Brief.
Please copy the lines from the one containing "Where can the roof eave" through the last line, swapping "downspout" for "rain gutter pipe" and leaving everything else unchanged.

··· Given data ···

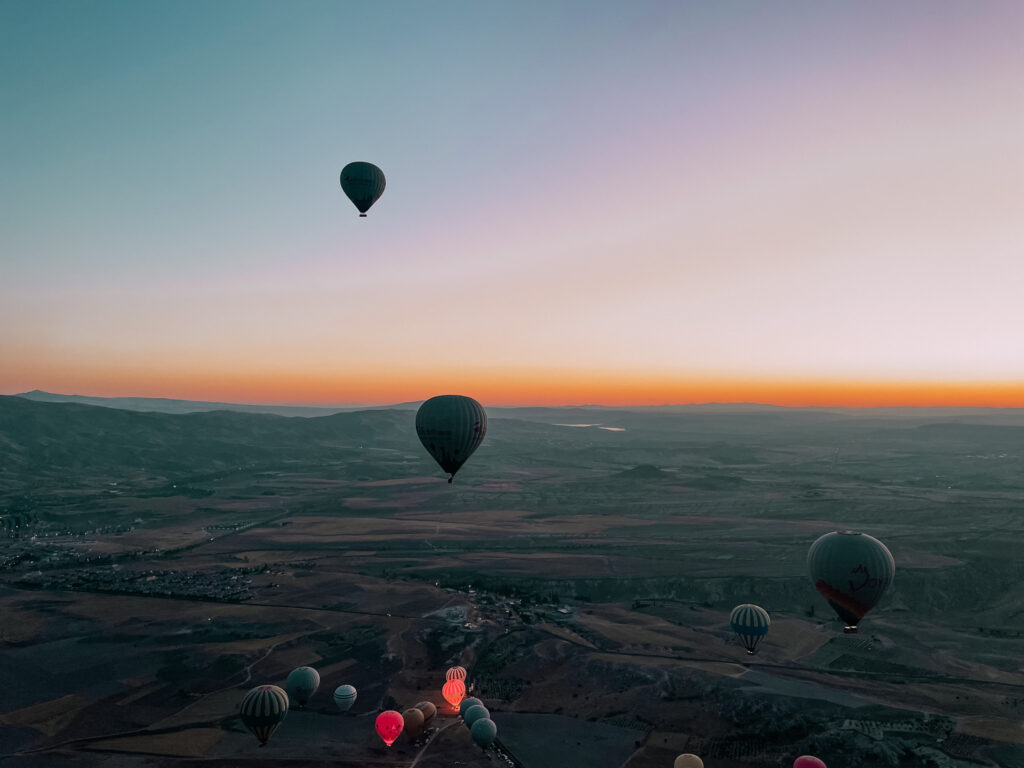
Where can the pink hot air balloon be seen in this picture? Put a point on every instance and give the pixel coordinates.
(454, 691)
(456, 673)
(389, 725)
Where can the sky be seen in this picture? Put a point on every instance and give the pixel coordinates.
(798, 203)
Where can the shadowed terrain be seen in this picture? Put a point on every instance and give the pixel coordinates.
(583, 567)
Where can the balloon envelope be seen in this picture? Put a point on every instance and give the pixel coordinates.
(428, 710)
(454, 691)
(389, 724)
(262, 710)
(364, 183)
(344, 696)
(474, 713)
(451, 428)
(456, 673)
(302, 682)
(751, 624)
(413, 722)
(467, 702)
(483, 732)
(852, 571)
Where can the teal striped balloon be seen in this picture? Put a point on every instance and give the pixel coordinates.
(263, 709)
(364, 183)
(451, 428)
(852, 570)
(751, 624)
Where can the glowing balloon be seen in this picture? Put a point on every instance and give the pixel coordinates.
(302, 682)
(428, 710)
(474, 713)
(451, 428)
(364, 183)
(852, 571)
(483, 732)
(751, 624)
(414, 722)
(467, 702)
(263, 709)
(456, 673)
(454, 691)
(344, 696)
(389, 724)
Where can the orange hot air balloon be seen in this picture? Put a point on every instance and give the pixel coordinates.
(456, 673)
(454, 691)
(389, 725)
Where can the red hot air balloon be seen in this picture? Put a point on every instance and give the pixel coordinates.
(454, 691)
(456, 673)
(389, 725)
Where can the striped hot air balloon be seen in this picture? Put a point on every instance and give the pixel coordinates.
(751, 624)
(344, 696)
(454, 691)
(301, 683)
(364, 183)
(456, 673)
(263, 709)
(451, 428)
(852, 571)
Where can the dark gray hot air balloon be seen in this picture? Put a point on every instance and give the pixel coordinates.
(852, 571)
(451, 427)
(364, 183)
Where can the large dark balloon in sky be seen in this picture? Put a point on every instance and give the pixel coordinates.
(262, 710)
(852, 571)
(364, 183)
(451, 428)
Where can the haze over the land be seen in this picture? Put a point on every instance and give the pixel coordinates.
(797, 203)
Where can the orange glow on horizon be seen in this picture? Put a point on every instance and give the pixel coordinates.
(522, 387)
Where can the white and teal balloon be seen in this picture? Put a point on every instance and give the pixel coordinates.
(751, 624)
(344, 696)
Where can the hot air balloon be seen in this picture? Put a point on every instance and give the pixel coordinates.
(852, 571)
(413, 722)
(456, 673)
(451, 428)
(751, 624)
(301, 683)
(364, 183)
(467, 702)
(428, 710)
(263, 709)
(483, 732)
(344, 696)
(454, 691)
(474, 713)
(389, 724)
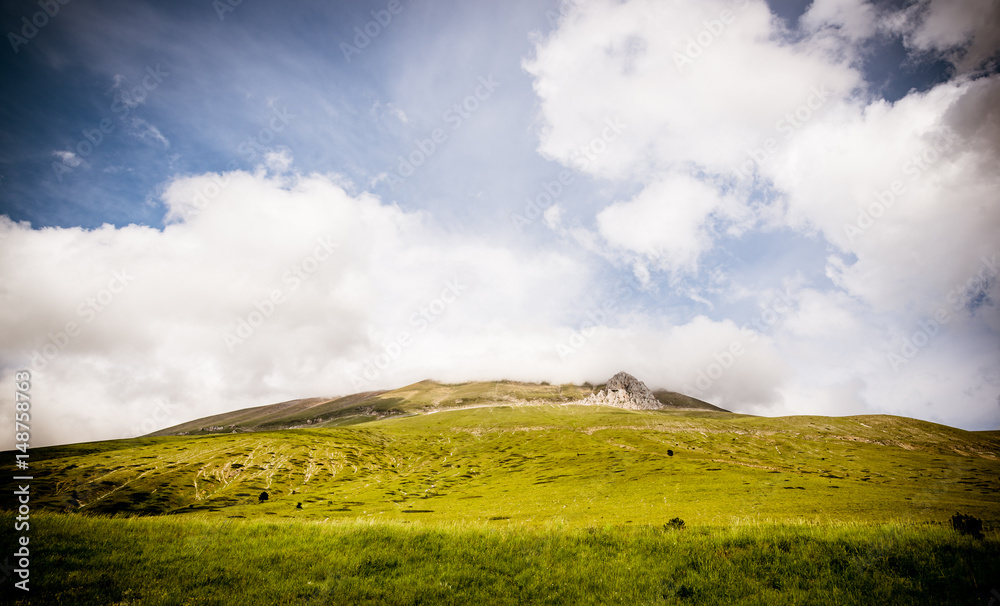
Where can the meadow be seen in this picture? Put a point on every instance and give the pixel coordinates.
(512, 504)
(174, 560)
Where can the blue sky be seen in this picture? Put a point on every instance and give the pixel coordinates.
(730, 152)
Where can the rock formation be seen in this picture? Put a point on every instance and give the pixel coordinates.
(624, 391)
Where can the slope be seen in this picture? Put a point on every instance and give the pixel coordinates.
(533, 465)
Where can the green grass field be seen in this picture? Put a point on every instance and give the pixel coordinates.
(195, 560)
(553, 503)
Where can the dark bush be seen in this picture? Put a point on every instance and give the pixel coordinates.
(967, 525)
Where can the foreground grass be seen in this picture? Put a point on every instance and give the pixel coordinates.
(80, 560)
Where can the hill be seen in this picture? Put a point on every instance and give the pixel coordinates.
(531, 465)
(418, 398)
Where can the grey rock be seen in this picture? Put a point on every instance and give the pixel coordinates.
(624, 391)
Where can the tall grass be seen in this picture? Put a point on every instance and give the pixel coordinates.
(81, 560)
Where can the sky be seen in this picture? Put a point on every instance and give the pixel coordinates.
(782, 208)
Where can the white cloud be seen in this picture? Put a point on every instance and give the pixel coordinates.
(145, 130)
(966, 31)
(665, 223)
(854, 19)
(68, 158)
(780, 135)
(685, 102)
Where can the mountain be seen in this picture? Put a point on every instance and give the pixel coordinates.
(428, 397)
(512, 456)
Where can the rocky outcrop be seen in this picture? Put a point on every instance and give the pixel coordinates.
(624, 391)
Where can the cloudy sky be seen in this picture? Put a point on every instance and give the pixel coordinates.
(783, 207)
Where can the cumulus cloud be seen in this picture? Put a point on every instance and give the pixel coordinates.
(273, 285)
(966, 31)
(733, 120)
(666, 223)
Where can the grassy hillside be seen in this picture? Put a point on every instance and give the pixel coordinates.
(557, 503)
(187, 560)
(532, 465)
(422, 397)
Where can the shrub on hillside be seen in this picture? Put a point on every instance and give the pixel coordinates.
(965, 524)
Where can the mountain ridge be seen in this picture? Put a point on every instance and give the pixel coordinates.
(424, 397)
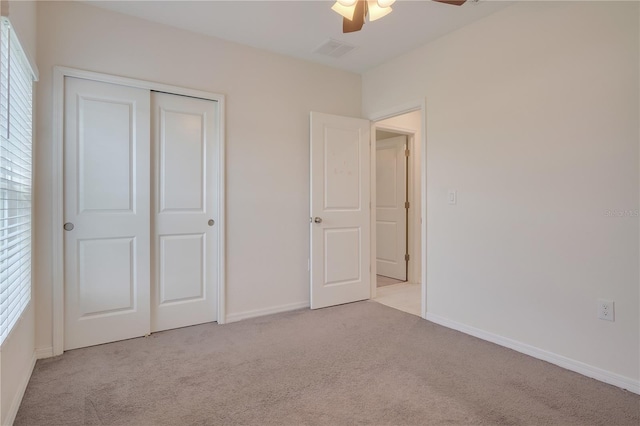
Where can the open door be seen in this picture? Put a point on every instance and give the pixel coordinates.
(391, 208)
(340, 210)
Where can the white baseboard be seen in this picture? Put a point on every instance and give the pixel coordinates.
(17, 400)
(42, 353)
(268, 311)
(559, 360)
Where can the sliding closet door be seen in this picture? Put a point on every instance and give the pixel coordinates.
(184, 220)
(106, 210)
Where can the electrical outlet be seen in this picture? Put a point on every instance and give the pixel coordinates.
(452, 196)
(605, 310)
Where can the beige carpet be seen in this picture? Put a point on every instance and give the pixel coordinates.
(362, 363)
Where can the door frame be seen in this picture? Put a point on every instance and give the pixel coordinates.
(413, 221)
(57, 186)
(416, 105)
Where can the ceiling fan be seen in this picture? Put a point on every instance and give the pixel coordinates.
(354, 12)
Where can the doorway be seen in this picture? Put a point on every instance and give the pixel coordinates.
(397, 195)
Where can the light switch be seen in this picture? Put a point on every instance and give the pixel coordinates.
(453, 197)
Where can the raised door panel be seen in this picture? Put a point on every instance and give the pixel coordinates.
(185, 232)
(390, 208)
(340, 242)
(107, 186)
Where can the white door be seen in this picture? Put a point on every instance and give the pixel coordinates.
(340, 210)
(106, 210)
(185, 230)
(391, 213)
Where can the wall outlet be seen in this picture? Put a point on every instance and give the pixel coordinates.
(605, 310)
(452, 196)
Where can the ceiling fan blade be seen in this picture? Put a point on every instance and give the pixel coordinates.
(358, 18)
(453, 2)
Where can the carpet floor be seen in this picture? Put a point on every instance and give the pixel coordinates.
(361, 363)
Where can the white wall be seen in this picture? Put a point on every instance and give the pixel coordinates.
(268, 102)
(17, 351)
(533, 117)
(412, 121)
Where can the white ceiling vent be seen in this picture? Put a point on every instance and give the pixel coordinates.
(334, 48)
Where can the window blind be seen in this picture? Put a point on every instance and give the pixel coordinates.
(16, 80)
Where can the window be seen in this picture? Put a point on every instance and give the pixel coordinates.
(16, 80)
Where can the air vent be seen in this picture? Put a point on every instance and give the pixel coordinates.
(334, 48)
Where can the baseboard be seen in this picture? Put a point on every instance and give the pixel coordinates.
(44, 353)
(15, 404)
(268, 311)
(559, 360)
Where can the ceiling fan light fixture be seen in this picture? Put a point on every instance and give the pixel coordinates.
(375, 11)
(385, 3)
(346, 11)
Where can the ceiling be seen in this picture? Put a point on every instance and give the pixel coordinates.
(297, 28)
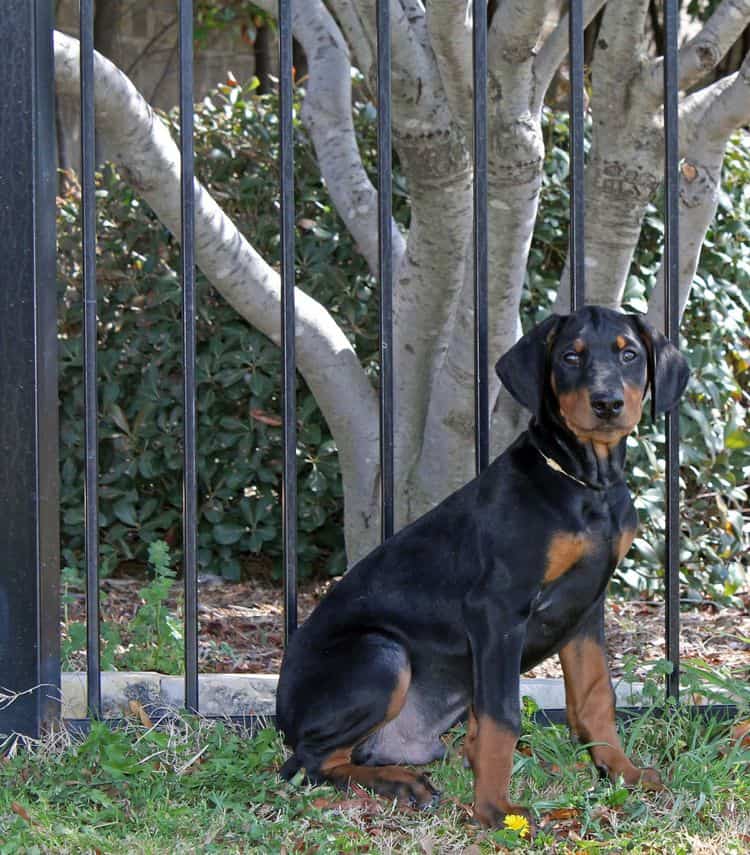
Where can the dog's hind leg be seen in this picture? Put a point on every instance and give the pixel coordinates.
(364, 686)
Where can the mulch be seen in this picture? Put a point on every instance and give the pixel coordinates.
(241, 625)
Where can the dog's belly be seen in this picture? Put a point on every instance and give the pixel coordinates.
(438, 696)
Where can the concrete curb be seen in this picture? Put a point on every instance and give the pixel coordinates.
(248, 694)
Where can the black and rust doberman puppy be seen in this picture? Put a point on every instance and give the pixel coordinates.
(511, 568)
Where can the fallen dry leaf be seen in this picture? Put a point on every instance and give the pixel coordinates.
(136, 709)
(265, 418)
(20, 810)
(563, 813)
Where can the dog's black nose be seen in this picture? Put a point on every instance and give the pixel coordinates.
(607, 406)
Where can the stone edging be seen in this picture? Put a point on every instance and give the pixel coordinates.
(246, 694)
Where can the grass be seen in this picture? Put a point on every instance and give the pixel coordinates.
(189, 785)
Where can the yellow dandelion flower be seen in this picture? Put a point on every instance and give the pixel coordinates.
(516, 822)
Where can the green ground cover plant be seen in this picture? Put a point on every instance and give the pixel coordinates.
(156, 630)
(188, 785)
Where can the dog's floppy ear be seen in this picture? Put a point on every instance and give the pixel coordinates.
(668, 370)
(523, 368)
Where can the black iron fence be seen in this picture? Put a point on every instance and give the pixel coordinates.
(29, 593)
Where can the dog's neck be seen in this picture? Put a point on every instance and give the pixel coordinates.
(597, 465)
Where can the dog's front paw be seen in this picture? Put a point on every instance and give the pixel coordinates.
(505, 815)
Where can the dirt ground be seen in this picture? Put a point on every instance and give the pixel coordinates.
(241, 627)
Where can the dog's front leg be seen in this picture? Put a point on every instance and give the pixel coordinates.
(590, 702)
(496, 639)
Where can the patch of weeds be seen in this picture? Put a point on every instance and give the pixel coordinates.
(189, 786)
(155, 641)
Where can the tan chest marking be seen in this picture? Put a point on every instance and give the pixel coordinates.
(564, 551)
(624, 542)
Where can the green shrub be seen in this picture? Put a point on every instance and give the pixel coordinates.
(238, 368)
(239, 455)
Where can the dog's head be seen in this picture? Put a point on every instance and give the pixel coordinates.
(592, 369)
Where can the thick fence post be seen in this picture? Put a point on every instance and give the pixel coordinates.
(29, 549)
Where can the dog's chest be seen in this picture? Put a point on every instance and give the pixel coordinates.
(579, 560)
(592, 540)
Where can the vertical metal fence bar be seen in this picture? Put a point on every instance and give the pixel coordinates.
(187, 243)
(91, 464)
(672, 329)
(288, 369)
(481, 344)
(29, 480)
(577, 250)
(385, 267)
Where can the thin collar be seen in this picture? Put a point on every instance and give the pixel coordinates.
(553, 464)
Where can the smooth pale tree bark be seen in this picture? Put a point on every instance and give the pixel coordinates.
(432, 135)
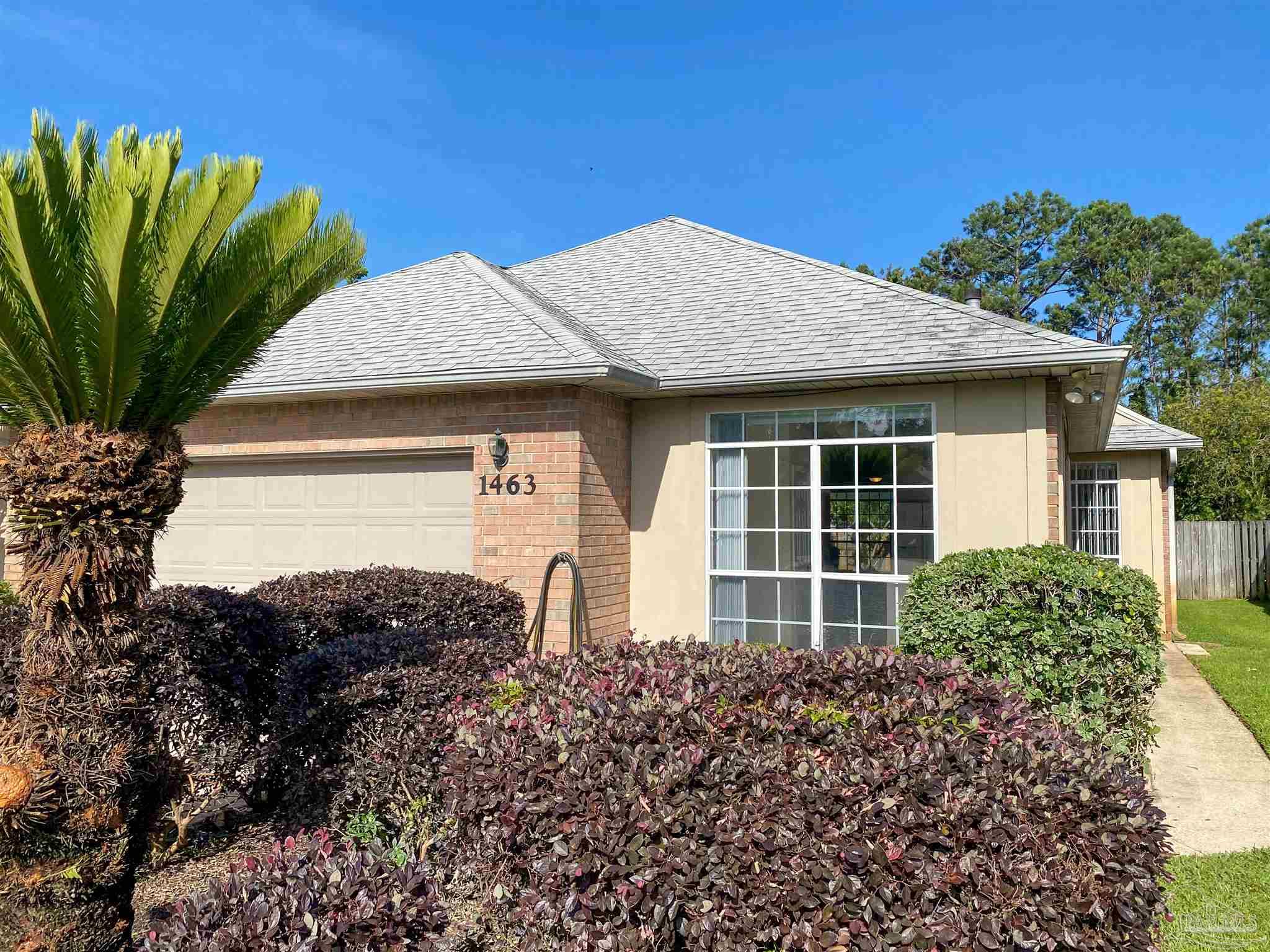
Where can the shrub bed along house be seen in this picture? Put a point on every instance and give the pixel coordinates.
(308, 895)
(1078, 635)
(690, 798)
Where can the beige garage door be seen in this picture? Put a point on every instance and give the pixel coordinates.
(248, 521)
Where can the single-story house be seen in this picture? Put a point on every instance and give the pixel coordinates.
(734, 441)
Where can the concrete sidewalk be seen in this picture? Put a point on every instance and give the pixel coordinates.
(1209, 775)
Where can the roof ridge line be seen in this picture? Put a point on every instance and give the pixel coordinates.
(964, 310)
(499, 288)
(593, 242)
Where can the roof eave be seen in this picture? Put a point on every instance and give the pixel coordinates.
(997, 362)
(593, 375)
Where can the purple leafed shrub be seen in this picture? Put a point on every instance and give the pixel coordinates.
(360, 723)
(308, 894)
(326, 606)
(690, 798)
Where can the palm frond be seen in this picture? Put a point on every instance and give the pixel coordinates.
(238, 272)
(327, 255)
(37, 257)
(31, 394)
(118, 283)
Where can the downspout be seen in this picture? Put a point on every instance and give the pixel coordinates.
(1173, 540)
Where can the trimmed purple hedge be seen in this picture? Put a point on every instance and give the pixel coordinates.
(739, 799)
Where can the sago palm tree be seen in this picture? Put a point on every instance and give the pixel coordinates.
(130, 295)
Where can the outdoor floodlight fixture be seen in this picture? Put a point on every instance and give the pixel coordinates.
(498, 448)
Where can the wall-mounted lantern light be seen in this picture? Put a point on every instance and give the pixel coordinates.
(498, 448)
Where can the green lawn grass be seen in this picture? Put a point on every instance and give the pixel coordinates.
(1237, 633)
(1220, 902)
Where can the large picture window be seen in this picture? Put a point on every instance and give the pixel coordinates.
(817, 518)
(1095, 509)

···

Final result.
Where can the roof eave be seen in this picture? Put a point on every instance and give the pixel coordinates.
(997, 362)
(593, 375)
Where can the purple leafed shrub be seen in this picture? Put a point on every instance and give the pixel coordinates.
(360, 723)
(308, 894)
(326, 606)
(690, 798)
Where can the palm frond be seen in this picture? Put a point on every instance and give the pixel coordinates.
(238, 272)
(327, 255)
(37, 257)
(31, 394)
(118, 283)
Where can the rain gutter pipe be seen in this picture? Put a point on every instance and give the pixel coordinates.
(1173, 540)
Where can the trimmed purple hedge be seen in this picture? Put a point on every instance and give the pixel coordinates.
(739, 799)
Where can the sago palm tree be seen in this picture? Put a point on every instance and give the pixel coordinates.
(130, 295)
Where can the outdoor floodlight fixture be seen in this picture? Put a point on every instance and give the pixel coordinates.
(498, 448)
Where can the wall-mounted lantern light be seen in this picture? Put a point on every instance and give the pixel coordinates.
(498, 448)
Where can the green lawn grass be seen in this picture? Put a point on every instance and give the pixel coordinates.
(1237, 633)
(1220, 902)
Where can the large picture window be seen in this picture? Put a point on every instance and give the pixel coordinates.
(817, 518)
(1095, 509)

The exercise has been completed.